## Stored items
========================

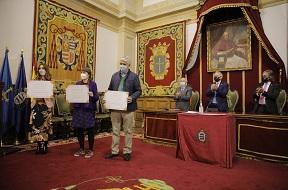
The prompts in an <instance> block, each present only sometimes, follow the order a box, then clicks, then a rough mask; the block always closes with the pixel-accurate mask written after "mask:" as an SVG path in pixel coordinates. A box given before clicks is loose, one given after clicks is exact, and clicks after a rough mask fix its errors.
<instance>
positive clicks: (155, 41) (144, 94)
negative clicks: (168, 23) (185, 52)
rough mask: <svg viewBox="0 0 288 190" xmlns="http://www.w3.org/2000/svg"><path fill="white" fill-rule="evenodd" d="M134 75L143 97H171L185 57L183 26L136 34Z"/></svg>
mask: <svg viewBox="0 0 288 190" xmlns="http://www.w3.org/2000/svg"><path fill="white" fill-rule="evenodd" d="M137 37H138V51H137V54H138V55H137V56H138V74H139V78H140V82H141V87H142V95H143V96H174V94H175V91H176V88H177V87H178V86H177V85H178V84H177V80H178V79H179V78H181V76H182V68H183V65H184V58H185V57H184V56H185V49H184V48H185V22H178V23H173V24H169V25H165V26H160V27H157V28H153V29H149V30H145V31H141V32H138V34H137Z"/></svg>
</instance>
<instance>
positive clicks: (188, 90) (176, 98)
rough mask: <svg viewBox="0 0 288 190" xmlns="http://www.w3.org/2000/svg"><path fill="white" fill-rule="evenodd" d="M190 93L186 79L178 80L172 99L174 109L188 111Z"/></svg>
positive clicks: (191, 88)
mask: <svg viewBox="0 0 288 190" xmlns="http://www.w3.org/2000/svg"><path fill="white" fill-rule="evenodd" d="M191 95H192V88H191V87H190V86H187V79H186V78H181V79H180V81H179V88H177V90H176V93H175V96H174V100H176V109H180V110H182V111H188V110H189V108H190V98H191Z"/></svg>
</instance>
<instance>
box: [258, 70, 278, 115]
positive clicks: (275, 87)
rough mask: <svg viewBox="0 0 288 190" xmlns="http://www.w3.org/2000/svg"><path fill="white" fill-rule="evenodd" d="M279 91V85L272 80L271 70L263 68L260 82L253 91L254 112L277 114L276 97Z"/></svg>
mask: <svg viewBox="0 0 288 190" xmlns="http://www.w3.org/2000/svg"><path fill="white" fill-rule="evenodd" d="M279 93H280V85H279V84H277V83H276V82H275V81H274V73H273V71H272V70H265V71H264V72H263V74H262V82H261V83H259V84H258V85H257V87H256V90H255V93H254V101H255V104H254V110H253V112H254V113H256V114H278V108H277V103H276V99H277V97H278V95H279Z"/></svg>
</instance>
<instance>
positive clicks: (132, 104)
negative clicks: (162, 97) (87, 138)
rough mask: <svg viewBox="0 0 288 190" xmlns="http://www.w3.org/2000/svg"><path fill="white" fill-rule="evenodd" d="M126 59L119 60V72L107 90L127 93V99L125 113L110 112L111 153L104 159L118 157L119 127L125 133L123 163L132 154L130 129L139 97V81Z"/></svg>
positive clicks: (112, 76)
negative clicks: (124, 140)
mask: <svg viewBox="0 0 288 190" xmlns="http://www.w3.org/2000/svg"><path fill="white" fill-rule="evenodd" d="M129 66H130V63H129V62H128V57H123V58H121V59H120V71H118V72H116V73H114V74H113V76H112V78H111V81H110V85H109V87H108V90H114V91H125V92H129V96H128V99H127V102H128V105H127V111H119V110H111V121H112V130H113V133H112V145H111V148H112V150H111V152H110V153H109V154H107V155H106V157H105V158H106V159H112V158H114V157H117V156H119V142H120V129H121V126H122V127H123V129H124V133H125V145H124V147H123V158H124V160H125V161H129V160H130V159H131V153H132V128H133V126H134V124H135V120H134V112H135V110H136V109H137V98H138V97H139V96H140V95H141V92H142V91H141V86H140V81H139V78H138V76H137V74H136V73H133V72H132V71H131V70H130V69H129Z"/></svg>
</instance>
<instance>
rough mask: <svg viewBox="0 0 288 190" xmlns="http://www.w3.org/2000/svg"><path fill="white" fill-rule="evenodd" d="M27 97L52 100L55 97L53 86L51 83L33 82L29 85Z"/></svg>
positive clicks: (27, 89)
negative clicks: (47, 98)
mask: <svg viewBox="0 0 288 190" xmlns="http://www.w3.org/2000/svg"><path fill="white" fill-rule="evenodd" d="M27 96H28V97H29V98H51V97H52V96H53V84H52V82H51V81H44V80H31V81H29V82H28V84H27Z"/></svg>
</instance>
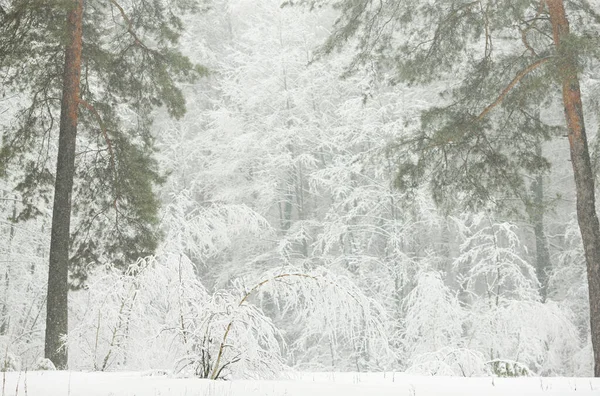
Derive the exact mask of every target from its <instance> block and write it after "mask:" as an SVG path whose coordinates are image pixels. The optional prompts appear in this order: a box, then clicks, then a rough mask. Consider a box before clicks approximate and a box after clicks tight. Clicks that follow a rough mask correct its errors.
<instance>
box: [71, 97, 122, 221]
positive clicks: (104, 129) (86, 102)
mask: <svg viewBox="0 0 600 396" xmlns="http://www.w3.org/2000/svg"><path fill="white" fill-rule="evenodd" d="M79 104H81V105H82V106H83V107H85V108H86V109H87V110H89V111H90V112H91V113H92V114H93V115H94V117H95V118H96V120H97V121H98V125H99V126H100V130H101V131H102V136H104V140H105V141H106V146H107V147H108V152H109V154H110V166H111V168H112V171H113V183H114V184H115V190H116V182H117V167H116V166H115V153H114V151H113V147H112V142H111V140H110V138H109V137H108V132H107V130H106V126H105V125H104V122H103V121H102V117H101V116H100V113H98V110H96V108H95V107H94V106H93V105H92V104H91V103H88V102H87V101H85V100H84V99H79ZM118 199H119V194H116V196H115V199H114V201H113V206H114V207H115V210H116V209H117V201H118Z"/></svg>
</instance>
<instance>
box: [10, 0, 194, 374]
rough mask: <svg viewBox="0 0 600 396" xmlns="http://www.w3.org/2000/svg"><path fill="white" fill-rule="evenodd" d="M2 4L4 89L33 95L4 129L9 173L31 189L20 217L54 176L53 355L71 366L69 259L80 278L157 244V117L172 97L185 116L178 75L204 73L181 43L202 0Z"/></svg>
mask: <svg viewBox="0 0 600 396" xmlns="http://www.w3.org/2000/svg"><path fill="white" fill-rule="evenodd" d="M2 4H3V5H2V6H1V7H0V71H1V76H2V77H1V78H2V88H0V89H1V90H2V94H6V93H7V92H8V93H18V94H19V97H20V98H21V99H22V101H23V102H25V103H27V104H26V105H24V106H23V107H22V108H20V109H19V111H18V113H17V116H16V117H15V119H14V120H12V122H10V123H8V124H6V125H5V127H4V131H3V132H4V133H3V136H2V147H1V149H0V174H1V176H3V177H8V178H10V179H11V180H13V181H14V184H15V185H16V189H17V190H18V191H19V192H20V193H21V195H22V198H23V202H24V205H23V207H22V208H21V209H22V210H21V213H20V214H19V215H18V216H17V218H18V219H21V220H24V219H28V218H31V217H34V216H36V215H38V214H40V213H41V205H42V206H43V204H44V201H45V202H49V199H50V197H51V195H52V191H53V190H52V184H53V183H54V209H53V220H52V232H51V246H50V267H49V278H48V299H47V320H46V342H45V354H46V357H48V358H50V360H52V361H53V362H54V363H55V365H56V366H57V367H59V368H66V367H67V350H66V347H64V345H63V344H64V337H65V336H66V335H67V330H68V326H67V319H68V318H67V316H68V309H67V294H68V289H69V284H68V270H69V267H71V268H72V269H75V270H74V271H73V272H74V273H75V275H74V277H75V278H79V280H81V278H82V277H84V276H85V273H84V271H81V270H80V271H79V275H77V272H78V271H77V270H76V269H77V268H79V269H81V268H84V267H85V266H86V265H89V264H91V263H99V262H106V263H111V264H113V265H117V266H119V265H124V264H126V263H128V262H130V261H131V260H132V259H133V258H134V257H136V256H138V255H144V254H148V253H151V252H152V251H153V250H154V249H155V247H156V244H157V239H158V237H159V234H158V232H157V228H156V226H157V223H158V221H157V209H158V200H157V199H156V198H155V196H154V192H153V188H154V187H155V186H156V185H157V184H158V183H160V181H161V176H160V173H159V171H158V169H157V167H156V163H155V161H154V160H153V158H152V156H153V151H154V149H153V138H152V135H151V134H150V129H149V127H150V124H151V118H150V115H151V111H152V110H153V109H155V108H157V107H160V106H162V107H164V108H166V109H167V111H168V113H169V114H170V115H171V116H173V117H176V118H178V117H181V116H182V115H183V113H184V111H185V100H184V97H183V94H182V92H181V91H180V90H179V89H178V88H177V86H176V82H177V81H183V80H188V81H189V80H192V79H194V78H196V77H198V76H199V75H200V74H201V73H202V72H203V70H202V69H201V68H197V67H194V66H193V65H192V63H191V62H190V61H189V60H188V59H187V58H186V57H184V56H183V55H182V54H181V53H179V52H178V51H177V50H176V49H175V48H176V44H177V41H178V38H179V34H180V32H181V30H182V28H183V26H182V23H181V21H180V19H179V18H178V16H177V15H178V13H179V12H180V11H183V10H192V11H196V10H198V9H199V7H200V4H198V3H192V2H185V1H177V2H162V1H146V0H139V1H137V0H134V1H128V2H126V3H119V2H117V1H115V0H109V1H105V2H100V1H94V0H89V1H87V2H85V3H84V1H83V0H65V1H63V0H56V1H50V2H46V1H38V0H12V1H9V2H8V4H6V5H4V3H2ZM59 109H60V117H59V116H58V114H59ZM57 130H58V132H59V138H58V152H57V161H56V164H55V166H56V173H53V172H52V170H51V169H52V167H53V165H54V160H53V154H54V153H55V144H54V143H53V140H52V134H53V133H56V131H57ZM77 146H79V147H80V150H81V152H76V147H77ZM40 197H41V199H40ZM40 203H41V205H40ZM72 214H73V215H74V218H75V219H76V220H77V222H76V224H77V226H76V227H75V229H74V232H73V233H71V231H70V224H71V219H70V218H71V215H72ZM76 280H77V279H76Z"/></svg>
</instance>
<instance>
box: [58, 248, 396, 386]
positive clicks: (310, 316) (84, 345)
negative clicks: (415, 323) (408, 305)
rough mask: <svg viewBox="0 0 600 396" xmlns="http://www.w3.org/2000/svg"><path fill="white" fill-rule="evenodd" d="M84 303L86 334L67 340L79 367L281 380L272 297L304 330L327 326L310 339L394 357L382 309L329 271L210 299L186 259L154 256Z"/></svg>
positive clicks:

========================

## What the exercise asks
Within the entries above, find the string "errors" and return each line that holds it.

## Response
The prompts in an <instance> block, each present only sometimes, follow the order a box, then clicks, then a rough mask; the block always closes with the pixel-accurate mask written after "mask:" as an SVG path in pixel coordinates. A box given before clicks is loose, one given after clicks is exact, and clicks after a rough mask fix its errors.
Derive the exact mask of every target from its <instance> block and write it after "mask:" as an SVG path whose coordinates are image pixels. The optional prompts appear in this order: a box, then clicks, then a rough mask. Consider a box before clicks approximate and a box after clicks tight. Clicks that follow a rough mask correct its errors.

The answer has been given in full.